• **PROBLEM DETAILS**: Continue the article on Caltech's self-healing chips, picking up right after its last sentence.

• **QUOTED PASSAGE**:
↓↓↓

Although you are fairly unlikely to start zapping your gadgets with high-power lasers any time soon, scientists are already hard at work trying to make electronics immune to such cruelty. In another in a series of self-healing electronics breakthroughs, a team of scientists from the California Institute of Technology (Caltech) demonstrated chips capable of dealing not only with laser-inflicted physical damage but also with far more common ailments such as aging, power fluctuations, changes in temperature or load mismatch.
Some time ago we described carbon nanotube-filled microcapsules that, when ruptured, restore the electrical conductivity to parts of the system affected by physical damage. Caltech’s idea is different. Instead of trying to restore original properties to a damaged area, the goal here is to find the best possible workaround in as short a time as possible.
While this strategy is not new, it is the flexibility and efficiency of the solution that deserves the most attention. The chips are fitted with sensors monitoring temperature, power, current and voltage. This data is then interpreted by a central processor (a custom-designed ASIC or an application-specific integrated-circuit) which evaluates the general performance of the system and works out the optimum states for all the available actuators (the changeable parts of the chip).

↑↑↑

• **SUPPLIED ENTRIES**:
↓↓↓

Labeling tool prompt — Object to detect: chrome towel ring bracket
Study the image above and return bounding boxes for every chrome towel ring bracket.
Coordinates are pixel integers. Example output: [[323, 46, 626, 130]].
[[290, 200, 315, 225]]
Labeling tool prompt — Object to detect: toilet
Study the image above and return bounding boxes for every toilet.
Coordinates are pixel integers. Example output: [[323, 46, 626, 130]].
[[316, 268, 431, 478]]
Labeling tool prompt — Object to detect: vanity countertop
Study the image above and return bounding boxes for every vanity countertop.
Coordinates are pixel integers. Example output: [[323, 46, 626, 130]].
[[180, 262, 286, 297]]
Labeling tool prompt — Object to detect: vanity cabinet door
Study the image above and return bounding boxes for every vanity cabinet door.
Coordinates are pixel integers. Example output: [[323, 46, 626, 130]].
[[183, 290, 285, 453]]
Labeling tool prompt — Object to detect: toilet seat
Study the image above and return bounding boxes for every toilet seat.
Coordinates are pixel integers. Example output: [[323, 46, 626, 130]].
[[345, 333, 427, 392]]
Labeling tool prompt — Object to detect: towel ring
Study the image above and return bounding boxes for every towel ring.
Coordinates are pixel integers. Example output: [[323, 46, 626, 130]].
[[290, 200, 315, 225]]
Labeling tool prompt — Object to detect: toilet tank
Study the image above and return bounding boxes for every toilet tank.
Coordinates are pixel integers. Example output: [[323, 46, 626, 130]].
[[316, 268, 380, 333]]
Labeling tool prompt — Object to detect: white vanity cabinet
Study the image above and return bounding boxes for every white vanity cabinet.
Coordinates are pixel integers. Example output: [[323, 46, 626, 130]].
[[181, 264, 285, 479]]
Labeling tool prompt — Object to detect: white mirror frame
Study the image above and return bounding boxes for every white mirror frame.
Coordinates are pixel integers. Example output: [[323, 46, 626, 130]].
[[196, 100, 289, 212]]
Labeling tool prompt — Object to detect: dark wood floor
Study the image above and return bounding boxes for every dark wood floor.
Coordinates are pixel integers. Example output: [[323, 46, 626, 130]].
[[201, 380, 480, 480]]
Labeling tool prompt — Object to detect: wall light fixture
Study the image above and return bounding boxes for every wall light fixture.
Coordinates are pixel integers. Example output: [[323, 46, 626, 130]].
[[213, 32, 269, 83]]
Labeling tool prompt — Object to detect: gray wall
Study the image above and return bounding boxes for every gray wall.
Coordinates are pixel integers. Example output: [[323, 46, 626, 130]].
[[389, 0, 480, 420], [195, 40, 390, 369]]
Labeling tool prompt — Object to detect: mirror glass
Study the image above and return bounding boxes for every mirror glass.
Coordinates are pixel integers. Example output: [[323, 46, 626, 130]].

↑↑↑
↓↓↓

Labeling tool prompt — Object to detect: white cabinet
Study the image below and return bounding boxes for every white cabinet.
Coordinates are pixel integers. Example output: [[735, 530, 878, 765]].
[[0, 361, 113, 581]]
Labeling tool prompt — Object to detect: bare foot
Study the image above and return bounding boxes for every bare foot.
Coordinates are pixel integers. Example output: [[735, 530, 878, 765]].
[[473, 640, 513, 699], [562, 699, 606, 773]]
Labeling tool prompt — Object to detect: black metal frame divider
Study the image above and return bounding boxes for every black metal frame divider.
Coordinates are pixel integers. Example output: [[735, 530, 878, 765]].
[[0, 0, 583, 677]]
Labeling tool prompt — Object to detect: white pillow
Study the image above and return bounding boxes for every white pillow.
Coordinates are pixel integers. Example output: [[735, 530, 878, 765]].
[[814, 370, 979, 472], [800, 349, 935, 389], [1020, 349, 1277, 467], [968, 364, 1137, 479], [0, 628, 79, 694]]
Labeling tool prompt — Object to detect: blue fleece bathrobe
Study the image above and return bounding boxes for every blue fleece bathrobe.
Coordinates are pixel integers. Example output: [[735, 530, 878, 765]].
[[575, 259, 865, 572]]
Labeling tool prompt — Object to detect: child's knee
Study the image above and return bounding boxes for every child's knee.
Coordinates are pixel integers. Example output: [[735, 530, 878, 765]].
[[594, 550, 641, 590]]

↑↑↑
↓↓↓

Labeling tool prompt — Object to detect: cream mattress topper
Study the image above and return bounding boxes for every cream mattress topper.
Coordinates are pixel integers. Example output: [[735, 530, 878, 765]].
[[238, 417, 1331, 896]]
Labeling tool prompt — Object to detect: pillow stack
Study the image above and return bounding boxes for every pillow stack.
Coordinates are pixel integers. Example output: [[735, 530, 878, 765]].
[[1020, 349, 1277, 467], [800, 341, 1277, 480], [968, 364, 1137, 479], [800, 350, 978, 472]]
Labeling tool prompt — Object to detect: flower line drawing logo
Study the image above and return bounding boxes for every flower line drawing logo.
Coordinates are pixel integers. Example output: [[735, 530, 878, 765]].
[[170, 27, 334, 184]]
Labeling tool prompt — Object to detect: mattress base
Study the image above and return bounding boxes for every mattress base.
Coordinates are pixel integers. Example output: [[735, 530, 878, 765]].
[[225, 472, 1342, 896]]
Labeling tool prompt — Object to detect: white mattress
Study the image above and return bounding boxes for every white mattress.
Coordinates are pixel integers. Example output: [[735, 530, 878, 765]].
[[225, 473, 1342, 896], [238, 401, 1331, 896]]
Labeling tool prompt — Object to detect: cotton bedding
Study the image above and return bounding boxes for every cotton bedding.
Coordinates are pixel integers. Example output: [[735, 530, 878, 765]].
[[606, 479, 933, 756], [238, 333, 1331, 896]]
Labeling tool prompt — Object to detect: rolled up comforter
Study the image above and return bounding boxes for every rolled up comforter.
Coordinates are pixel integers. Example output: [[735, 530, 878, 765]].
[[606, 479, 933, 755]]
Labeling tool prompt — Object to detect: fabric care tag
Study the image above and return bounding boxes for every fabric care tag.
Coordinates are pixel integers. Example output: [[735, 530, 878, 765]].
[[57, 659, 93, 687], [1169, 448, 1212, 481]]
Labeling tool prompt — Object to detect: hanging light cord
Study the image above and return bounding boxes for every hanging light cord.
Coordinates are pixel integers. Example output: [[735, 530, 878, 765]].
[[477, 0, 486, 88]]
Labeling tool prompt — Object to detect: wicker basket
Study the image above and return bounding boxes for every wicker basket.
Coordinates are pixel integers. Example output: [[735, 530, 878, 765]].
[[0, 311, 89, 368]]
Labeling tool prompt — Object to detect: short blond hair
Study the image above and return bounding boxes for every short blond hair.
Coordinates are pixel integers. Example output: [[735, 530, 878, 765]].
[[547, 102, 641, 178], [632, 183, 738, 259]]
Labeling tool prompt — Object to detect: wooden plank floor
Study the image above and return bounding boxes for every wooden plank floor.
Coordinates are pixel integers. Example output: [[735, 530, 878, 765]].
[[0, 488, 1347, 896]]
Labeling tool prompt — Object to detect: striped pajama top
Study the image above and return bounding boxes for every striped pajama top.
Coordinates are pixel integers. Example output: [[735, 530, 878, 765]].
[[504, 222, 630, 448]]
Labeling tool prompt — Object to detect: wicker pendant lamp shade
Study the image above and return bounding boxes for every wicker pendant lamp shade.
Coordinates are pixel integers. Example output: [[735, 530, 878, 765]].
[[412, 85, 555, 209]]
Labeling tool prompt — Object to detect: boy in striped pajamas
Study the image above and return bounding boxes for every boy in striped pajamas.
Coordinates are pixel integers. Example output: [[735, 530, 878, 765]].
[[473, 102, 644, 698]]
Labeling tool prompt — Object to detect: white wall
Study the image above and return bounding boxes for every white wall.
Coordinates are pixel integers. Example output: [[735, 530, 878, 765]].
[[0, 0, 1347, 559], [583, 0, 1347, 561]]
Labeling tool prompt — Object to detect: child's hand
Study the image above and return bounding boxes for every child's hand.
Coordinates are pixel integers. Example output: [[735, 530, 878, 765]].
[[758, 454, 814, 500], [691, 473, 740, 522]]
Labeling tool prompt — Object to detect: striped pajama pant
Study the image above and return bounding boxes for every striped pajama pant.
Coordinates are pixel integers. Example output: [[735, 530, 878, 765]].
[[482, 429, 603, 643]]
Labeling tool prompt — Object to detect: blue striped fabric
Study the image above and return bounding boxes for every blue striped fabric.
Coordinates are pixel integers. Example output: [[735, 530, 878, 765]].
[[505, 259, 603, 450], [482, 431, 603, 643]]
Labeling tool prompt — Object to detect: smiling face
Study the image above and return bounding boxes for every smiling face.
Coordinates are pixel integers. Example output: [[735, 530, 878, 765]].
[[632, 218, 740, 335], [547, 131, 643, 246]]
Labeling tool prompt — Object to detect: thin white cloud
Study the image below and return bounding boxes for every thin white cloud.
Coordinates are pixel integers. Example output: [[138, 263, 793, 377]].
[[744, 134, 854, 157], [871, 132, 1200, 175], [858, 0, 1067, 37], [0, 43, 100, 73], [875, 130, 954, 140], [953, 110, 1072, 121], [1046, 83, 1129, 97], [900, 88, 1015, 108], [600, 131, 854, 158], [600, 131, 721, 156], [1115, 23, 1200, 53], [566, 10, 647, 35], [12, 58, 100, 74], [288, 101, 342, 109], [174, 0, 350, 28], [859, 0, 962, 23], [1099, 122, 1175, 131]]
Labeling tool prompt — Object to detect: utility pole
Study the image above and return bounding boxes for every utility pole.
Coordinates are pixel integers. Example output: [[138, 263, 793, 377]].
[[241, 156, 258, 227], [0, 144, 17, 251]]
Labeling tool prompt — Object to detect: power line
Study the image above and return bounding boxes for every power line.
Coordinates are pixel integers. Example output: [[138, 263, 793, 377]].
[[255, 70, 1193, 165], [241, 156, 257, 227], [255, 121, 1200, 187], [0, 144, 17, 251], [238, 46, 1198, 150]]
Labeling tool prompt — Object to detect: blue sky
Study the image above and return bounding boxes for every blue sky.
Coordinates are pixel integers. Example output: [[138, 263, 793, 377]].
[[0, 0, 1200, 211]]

↑↑↑

• **RESULT OF THIS EXERCISE**:
"You tell the chip the results you want and let it figure out how to produce those results," says Steven Bowers, lead author of a paper on the technology.
This means the chip does not have to be programmed for all the possible failure scenarios. Instead it is able to respond to any number of failures flexibly and improve the overall system performance in the process, even though the whole circuitry responsible for the self-healing effect requires additional energy. In fact, the self-healing power amplifiers would gobble up roughly half the amount of energy devoured by their equivalents without a self-healing system. Their performance would also be more predictable and easier to reproduce.
The power amplifiers for millimeter-wave frequencies used to demonstrate this system are on the cutting edge of integrated circuit technology. Since the solution has been demonstrated to work in such sophisticated systems, it is safe to say it can be extended to practically all other kinds of electronic systems.
"Bringing this type of electronic immune system to integrated-circuit chips opens up a world of possibilities," says Ali Hajimiri, the Thomas G. Myers Professor of Electrical Engineering at Caltech. "It is truly a shift in the way we view circuits and their ability to operate independently. They can now both diagnose and fix their own problems without any human intervention, moving one step closer to indestructible circuits."
As seems to be the case with nearly all research projects involving cool things like high power lasers, the work was funded by the Defense Advanced Research Projects Agency (DARPA) and the Air Force Research Laboratory. The paper on the research is featured in the March issue of the scientific journal IEEE Transactions on Microwave Theory and Techniques.